=== Dataset rows ===

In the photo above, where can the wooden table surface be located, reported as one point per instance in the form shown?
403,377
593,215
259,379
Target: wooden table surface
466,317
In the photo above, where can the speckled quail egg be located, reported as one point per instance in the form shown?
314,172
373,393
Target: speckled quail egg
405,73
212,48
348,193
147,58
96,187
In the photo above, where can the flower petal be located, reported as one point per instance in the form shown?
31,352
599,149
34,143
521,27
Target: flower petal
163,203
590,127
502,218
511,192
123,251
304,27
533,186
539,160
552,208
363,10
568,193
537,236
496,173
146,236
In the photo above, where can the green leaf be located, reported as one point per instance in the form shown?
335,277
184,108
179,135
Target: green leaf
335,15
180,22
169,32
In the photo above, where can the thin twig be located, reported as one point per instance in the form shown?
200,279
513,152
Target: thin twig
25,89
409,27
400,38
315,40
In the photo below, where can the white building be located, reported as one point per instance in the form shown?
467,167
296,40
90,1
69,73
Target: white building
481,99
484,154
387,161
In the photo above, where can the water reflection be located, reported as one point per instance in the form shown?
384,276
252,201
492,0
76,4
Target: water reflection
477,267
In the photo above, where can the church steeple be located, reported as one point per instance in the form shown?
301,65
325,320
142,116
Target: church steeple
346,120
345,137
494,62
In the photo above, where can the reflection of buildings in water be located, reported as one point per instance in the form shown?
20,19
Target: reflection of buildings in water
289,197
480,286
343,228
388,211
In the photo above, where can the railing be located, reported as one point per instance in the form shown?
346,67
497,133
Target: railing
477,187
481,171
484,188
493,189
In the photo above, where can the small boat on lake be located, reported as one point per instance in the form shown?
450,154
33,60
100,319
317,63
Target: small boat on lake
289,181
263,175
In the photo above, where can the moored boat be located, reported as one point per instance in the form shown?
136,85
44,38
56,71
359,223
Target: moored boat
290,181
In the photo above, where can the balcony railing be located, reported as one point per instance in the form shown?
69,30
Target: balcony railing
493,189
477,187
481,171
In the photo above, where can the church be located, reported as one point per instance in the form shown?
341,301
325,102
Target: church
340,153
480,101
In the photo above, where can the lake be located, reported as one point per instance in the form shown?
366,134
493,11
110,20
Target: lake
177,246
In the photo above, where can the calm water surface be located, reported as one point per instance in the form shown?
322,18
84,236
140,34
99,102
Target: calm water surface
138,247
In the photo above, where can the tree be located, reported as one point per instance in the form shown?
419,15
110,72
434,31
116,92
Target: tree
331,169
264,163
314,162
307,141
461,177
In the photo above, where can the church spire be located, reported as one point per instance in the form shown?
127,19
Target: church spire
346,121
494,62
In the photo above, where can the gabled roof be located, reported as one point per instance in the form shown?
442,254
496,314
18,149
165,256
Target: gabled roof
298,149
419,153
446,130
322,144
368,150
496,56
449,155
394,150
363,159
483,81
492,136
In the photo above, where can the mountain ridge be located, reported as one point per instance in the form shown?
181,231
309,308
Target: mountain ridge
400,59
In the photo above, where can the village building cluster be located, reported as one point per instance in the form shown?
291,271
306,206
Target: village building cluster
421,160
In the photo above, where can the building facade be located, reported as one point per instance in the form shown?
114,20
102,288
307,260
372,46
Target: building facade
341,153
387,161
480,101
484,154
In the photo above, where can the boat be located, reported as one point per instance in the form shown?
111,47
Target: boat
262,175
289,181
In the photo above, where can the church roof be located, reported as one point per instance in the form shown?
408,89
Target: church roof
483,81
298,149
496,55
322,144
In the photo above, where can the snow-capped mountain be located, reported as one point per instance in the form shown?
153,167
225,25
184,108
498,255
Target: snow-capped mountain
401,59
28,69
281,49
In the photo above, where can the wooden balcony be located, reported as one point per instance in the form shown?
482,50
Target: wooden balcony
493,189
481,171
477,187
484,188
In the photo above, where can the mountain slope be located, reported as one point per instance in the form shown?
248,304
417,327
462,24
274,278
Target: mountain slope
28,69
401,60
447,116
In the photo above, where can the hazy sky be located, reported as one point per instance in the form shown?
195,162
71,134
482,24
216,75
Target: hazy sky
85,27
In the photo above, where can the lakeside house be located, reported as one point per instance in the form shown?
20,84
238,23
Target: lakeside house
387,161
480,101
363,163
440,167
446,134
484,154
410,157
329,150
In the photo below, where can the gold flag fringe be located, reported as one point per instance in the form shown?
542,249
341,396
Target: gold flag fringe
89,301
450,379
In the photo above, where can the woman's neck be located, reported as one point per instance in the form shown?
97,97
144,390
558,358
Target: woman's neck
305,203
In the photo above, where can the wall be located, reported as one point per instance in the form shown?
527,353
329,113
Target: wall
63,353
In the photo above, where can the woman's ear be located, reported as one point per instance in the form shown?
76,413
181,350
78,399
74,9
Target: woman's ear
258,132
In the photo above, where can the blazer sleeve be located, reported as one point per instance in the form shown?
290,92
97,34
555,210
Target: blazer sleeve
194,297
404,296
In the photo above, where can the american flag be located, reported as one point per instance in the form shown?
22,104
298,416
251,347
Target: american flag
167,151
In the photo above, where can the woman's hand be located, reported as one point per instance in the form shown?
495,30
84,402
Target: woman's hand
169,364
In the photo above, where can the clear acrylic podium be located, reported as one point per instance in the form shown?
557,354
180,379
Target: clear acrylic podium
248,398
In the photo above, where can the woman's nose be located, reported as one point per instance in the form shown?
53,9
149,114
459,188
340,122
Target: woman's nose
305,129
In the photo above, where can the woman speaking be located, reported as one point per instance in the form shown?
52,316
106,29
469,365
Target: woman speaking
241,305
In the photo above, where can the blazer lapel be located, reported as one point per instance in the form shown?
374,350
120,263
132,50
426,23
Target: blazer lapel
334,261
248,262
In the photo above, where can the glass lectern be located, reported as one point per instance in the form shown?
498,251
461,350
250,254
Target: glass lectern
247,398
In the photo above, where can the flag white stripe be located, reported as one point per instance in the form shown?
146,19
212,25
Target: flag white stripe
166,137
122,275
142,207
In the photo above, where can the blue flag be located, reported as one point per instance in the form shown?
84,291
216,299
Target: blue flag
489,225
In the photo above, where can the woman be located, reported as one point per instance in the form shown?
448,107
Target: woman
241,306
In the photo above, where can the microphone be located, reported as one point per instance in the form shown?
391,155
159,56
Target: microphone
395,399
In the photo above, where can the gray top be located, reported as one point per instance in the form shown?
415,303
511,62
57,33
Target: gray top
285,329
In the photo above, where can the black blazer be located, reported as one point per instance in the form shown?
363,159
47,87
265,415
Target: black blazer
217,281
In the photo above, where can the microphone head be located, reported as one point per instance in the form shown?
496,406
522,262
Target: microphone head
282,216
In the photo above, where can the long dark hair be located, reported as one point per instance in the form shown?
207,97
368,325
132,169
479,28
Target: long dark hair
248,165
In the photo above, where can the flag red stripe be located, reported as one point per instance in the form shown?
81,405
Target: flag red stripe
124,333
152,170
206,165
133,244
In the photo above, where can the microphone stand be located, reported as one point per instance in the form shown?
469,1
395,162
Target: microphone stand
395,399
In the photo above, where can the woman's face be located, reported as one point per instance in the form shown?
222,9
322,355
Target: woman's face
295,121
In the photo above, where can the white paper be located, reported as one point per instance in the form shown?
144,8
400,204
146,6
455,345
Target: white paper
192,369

===

◆ **Stated task**:
Please print all of the material above again, word for word, with nothing changed or left out.

◆ **The reply**:
In the photo above, where can the wooden table surface be located, reported as one point per instance in the form shown?
403,377
593,215
259,379
Target: wooden table surface
466,317
In the photo above, where can the speckled quail egg be located, reported as one point per instance in the form shown?
314,172
373,393
Target: speckled quail egg
405,73
212,48
348,193
147,58
96,187
In the photo above, where can the flower petal be located, reported as one point per instance in the form shown?
31,352
599,149
34,143
521,27
Target: flower petal
163,203
590,127
502,218
511,192
123,251
304,27
533,186
539,160
552,208
363,10
568,193
537,236
496,173
146,236
In the photo above, where can the green leaf be located, reported as one point per instance in the form shown?
335,277
184,108
179,135
Target: green leaf
335,15
180,22
169,32
In the photo above, where can the thin twig be located, reported as one point per instance in the form shown?
200,279
513,152
Target: thin twig
25,89
409,27
400,38
315,40
In the photo below, where can the white building be located, reported as one point per instance in the form shown?
467,167
296,40
90,1
69,73
Target: white building
481,99
484,154
387,161
In the photo above, where can the water reflection be located, reported as one point per instance in the form shown?
384,276
252,201
492,0
76,4
Target: water reflection
477,267
In the photo above, where can the church steeple be located, reported as one point per instance in the form shown?
301,65
325,320
142,116
Target: church steeple
346,120
345,137
494,62
In the photo above, where can the reflection of buildings in water be located, reported as one point per instance in the form shown?
20,19
Target: reflection of buildings in water
289,197
480,286
343,228
388,211
In the photo above, where can the railing be located, reported as one point per instance in the form shown?
346,67
497,133
Target: railing
477,187
481,171
484,188
493,189
In the photo above, where can the small boat on lake be located, reported as one point per instance in the form shown?
450,154
33,60
100,319
317,63
Target: small boat on lake
289,181
263,175
In the photo above, where can the moored boat be located, reported as one point per instance in the form shown?
136,85
44,38
56,71
359,223
Target: moored boat
290,181
In the photo above, where can the balcony railing be located, reported as one point per instance in the form shown?
69,30
Target: balcony railing
493,189
477,187
481,171
In the photo above, where can the church be located, reported as one point per instance in the form shown?
341,301
325,102
Target: church
340,153
480,101
In the photo above, where can the lake be located, reported as one point per instance in the form shown?
366,134
493,11
110,20
Target: lake
177,246
In the photo above, where can the calm water surface be located, reported as one point per instance in the form shown?
322,18
84,236
140,34
99,102
Target: calm water surface
138,247
In the photo above, where can the tree be located, reported as one point per instance in the form shown?
419,15
110,72
434,31
116,92
Target: tree
331,169
264,163
314,162
307,141
461,177
In the photo above, where can the church spire be located, reported as one point per instance in the form shown?
127,19
Target: church spire
346,121
494,62
In the photo above, where can the gabled roof be located, reported as one point per instance in the form shown?
442,254
496,314
18,149
165,256
Target: gabled roof
298,149
419,153
446,130
322,144
368,150
496,56
449,155
394,150
363,159
483,81
492,136
In the photo above, where can the mountain ridge be located, reported as one point per instance in the form shown?
181,231
309,308
Target: mountain ridge
400,59
In the photo above, where can the village building cluster be located, reported as one point per instance in the form shown?
291,271
306,206
Target: village building cluster
421,160
In the photo above, where can the building facade be located, reported as one point per instance in the form shown?
114,20
102,288
307,260
372,46
Target: building facade
341,153
387,161
480,101
484,154
In the photo above, where can the boat be located, reported as one point per instance in the form shown?
111,47
Target: boat
262,175
289,181
In the photo above, where can the church roof be located, reported as one point per instance in the form shown?
408,89
Target: church roof
483,81
298,149
496,55
322,144
In the photo above, where can the snow-capped mountain be located, reported as one point per instance in the form shown?
153,167
225,25
184,108
498,255
Target: snow-capped mountain
401,59
28,69
281,49
In the photo above, where can the wooden balcony be located, reported as one point per instance in the form shown?
482,50
Target: wooden balcony
493,189
481,171
477,187
484,188
In the photo above, where can the mountain slope be located, reported as one point per instance in the form shown?
248,304
417,327
462,24
274,278
Target: mountain slope
28,69
401,60
447,116
In the photo above, where can the hazy sky be located, reported as one point per instance in the form shown?
195,162
71,134
482,24
216,75
Target: hazy sky
85,27
In the photo above, where can the lakeside house be located, reported as one point per instance in the form shown?
20,84
238,23
Target: lakeside house
387,161
480,101
363,163
440,167
446,134
484,154
410,157
329,150
In the photo below, where can the gold flag fringe be located, reported as one point per instance in the form shown?
542,249
341,396
Target: gold flag fringe
89,301
450,379
In the photo above, where can the woman's neck be located, reported as one point per instance in the form shown?
97,97
144,390
558,358
Target: woman's neck
305,203
In the photo above, where can the wall be located, reported as one point per instance in the form shown?
527,353
329,113
Target: wall
63,353
In the photo above, where can the woman's ear be located, reported as one point per instance in the form shown?
76,413
181,350
78,399
74,9
Target: woman's ear
258,132
In the photo above, where can the blazer sleeve be located, reported as one point per instance in the form shown?
290,92
97,34
555,210
Target: blazer sleeve
194,297
404,296
In the photo above, where can the american flag be located, reported as one point per instance in the form shown?
22,104
298,416
251,347
Target: american flag
167,151
In the photo above, where can the woman's hand be located, reported as one point per instance in the form shown?
495,30
84,402
Target: woman's hand
169,364
In the photo above, where can the clear acrylic podium be located, reported as one point per instance in the form shown?
557,354
180,379
Target: clear acrylic podium
248,398
In the photo above, where can the woman's nose be located, reported as one point per instance in the form shown?
53,9
149,114
459,188
340,122
Target: woman's nose
305,129
In the photo above, where can the woman speaking be located, reported as one point per instance in the form shown?
52,316
106,29
469,365
Target: woman speaking
241,305
In the photo above, where can the blazer lapel be located, reported as one point per instance in the form shown?
374,350
120,263
132,50
426,23
Target: blazer lapel
334,261
248,262
In the photo above, where can the glass lectern be located, reported as one point per instance in the form shown?
498,251
461,350
250,254
Target: glass lectern
247,398
In the photo above, where can the flag white stripe be located, reported as one point per instance in the form shown?
146,19
212,25
Target: flag white stripe
166,137
122,275
142,207
In the photo above, where can the blue flag be located, reported as one point per instance in the form shown?
84,291
216,299
Target: blue flag
489,225
In the photo above, where can the woman be located, reported as one point per instance in the form shown?
448,107
Target: woman
241,306
In the photo above, where can the microphone be located, reported as one point per instance in the form shown?
391,155
159,56
Target: microphone
395,399
In the photo above, where can the gray top be located, reported as one point per instance in the form shown?
415,303
511,62
57,33
Target: gray top
285,329
In the photo above, where can the black blazer be located, reported as one point per instance in the form shown?
363,159
47,87
265,415
Target: black blazer
217,281
In the photo above, where can the microphone head be located, reported as one point per instance in the form shown?
496,406
522,262
Target: microphone head
282,216
In the photo above, where can the long dark hair be located, reported as one point per instance in the form shown?
207,97
368,325
132,169
479,28
Target: long dark hair
248,165
In the photo above, where can the flag red stripe be located, reported as one point per instance in the form shown?
81,405
Target: flag red stripe
124,333
152,170
206,165
133,244
In the photo above, where can the microphone stand be located, reported as one point per instance in the form shown?
469,1
395,162
Target: microphone stand
395,399
In the photo above, where can the woman's face be located, reported as one point per instance in the form shown?
222,9
322,355
Target: woman's face
295,121
In the photo above, where can the white paper be located, reported as one point per instance in the form shown?
144,8
400,204
146,6
455,345
Target: white paper
192,369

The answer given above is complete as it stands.